• Source text:
*-*-*

Studio album by Comet Gain
- Released: 11 October 2019
- Length: 44:39
- Label: Tapete

Comet Gain chronology
| Paperback Ghosts (2014) | Fireraisers Forever! (2019) |  |

= Fireraisers Forever! =

Fireraisers Forever! is the eighth studio album by British Indie pop band Comet Gain. It was released on 11 October 2019 under Tapete Records.

The first single from the album, "Mid 8Ts" was released on 29 August 2019.

Professional ratings
Aggregate scores
| Source | Rating |
| Metacritic | 85/100 |
Review scores
| Source | Rating |
| AllMusic |  |
| Louder Than War | 9/10 |

==Critical reception==
Fireraisers Forever! was met with universal acclaim reviews from critics. At Metacritic, which assigns a weighted average rating out of 100 to reviews from mainstream publications, this release received an average score of 85, based on 4 reviews.

*-*-*

• What to work on:
Retype the passage of the album article between "Studio album by Comet" and "under Tapete Records.", inclusive. Rely solely on the album article above.

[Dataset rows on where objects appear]
*-*-*

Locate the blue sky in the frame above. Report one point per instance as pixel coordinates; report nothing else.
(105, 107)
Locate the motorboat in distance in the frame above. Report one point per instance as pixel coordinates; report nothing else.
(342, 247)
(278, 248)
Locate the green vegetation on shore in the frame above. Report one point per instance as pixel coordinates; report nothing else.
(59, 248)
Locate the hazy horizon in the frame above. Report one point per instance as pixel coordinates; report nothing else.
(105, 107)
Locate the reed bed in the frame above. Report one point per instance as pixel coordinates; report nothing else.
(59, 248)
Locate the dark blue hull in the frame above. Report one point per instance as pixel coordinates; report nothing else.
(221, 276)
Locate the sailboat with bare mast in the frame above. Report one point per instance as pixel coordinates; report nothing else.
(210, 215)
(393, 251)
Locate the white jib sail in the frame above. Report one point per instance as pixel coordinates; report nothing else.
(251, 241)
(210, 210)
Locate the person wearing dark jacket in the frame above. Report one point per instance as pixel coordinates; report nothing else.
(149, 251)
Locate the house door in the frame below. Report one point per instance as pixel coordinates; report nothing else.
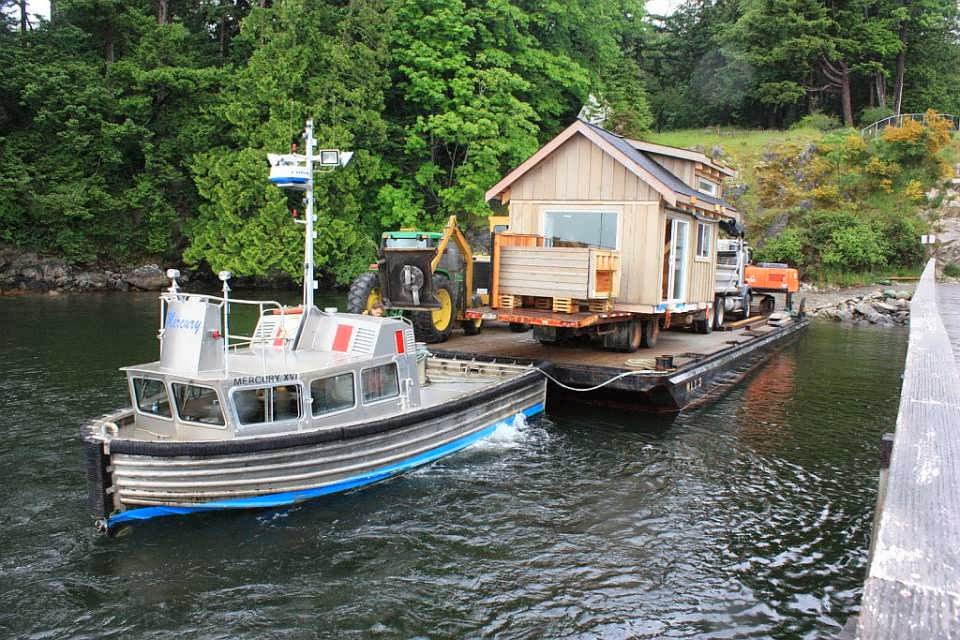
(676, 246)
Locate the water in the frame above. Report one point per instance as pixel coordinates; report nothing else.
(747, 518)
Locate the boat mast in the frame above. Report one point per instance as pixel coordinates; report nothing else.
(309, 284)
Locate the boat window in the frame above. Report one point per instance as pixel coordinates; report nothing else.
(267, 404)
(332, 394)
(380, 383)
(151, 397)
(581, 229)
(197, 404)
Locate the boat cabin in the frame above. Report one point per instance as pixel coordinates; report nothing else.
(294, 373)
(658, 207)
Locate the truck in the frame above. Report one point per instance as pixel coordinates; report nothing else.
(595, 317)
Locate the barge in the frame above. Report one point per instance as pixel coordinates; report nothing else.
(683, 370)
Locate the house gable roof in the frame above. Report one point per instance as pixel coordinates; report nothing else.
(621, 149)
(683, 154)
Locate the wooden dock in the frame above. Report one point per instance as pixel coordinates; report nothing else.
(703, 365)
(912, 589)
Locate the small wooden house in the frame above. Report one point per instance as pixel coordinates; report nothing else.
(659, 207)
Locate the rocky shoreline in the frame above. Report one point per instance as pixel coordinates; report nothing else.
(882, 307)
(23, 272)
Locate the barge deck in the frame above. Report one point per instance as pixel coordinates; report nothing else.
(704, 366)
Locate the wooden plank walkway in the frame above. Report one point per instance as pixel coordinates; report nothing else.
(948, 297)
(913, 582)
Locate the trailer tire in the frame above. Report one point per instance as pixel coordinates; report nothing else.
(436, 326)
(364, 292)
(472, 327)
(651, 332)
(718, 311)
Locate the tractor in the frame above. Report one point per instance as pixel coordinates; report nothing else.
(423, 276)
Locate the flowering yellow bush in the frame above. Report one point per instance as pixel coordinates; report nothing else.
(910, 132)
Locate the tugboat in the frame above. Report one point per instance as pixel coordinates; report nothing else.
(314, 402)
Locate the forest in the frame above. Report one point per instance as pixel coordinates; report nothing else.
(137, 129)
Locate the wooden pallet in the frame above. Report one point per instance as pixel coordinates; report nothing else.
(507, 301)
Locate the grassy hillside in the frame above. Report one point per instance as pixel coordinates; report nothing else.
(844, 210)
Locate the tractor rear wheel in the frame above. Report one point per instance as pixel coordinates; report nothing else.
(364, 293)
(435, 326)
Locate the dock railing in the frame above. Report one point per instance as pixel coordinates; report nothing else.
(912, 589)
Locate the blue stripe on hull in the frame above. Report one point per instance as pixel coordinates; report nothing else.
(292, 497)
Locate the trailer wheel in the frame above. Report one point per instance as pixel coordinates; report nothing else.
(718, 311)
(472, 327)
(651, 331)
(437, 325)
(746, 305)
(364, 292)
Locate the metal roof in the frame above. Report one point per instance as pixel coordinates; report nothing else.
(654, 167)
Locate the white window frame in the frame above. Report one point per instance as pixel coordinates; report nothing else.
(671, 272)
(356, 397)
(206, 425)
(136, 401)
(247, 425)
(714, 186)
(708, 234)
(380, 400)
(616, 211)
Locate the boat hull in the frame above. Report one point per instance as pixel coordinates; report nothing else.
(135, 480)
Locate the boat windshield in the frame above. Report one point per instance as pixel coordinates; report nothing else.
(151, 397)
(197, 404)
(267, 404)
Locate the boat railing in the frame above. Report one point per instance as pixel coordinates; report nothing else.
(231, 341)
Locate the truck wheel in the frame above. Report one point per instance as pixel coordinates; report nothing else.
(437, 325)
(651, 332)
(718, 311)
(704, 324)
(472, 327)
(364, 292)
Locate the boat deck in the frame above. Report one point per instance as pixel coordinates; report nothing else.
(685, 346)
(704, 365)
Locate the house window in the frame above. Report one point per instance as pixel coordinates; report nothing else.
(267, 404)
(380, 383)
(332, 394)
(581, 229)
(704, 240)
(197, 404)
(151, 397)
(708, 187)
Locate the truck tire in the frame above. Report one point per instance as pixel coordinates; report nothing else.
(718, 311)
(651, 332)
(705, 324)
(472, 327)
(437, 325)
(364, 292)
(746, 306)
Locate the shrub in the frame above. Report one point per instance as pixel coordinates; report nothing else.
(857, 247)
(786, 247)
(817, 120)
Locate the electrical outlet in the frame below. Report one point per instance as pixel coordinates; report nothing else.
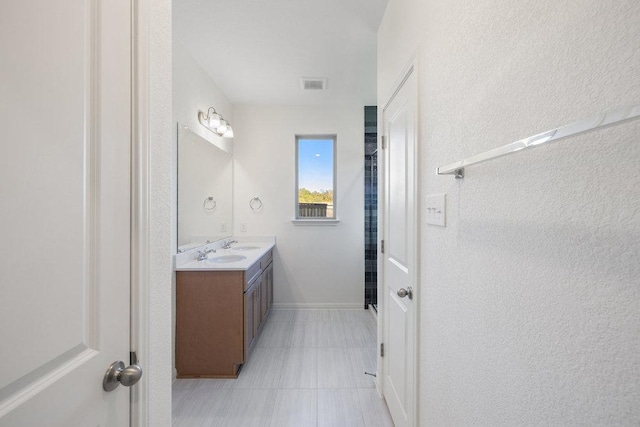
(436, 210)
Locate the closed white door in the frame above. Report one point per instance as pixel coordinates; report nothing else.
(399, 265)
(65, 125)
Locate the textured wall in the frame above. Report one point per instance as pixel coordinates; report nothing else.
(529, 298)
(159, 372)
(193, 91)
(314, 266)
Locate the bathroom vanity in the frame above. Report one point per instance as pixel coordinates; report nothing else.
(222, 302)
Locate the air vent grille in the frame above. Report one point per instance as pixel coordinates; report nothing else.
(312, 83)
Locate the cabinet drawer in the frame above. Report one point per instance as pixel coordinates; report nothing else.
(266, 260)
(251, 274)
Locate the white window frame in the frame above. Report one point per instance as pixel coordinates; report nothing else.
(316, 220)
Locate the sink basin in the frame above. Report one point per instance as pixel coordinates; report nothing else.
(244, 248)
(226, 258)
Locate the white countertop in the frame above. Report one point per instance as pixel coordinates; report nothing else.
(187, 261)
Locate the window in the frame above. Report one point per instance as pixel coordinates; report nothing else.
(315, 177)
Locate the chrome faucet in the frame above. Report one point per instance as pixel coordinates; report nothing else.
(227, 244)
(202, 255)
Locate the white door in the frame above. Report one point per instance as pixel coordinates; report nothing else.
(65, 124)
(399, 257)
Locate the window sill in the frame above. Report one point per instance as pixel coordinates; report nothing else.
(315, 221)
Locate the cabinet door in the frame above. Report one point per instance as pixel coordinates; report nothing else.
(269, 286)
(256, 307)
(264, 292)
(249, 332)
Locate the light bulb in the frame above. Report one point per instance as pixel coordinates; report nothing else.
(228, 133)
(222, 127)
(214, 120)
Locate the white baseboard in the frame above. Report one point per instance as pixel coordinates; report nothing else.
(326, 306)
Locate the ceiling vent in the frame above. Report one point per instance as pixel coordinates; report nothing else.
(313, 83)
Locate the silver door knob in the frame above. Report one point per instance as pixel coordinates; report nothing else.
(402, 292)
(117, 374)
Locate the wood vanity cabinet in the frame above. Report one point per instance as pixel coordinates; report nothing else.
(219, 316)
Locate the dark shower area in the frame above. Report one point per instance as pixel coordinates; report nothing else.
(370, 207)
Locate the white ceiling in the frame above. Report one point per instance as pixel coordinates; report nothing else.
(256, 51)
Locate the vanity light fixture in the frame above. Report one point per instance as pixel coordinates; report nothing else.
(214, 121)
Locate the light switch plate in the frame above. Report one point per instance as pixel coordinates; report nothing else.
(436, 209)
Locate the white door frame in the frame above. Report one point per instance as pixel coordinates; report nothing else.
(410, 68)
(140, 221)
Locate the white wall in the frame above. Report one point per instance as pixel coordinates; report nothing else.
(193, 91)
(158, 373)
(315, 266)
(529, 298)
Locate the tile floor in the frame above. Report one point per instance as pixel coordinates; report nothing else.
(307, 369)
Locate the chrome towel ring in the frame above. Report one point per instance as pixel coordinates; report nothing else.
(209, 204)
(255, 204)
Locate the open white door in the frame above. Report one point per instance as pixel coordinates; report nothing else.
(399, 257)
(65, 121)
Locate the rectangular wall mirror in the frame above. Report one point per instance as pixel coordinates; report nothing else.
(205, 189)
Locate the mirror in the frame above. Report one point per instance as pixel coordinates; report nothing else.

*-*-*

• Complete output:
Studio album by Comet Gain
- Released: 11 October 2019
- Length: 44:39
- Label: Tapete

Comet Gain chronology
| Paperback Ghosts (2014) | Fireraisers Forever! (2019) |  |

= Fireraisers Forever! =

Fireraisers Forever! is the eighth studio album by British Indie pop band Comet Gain. It was released on 11 October 2019 under Tapete Records.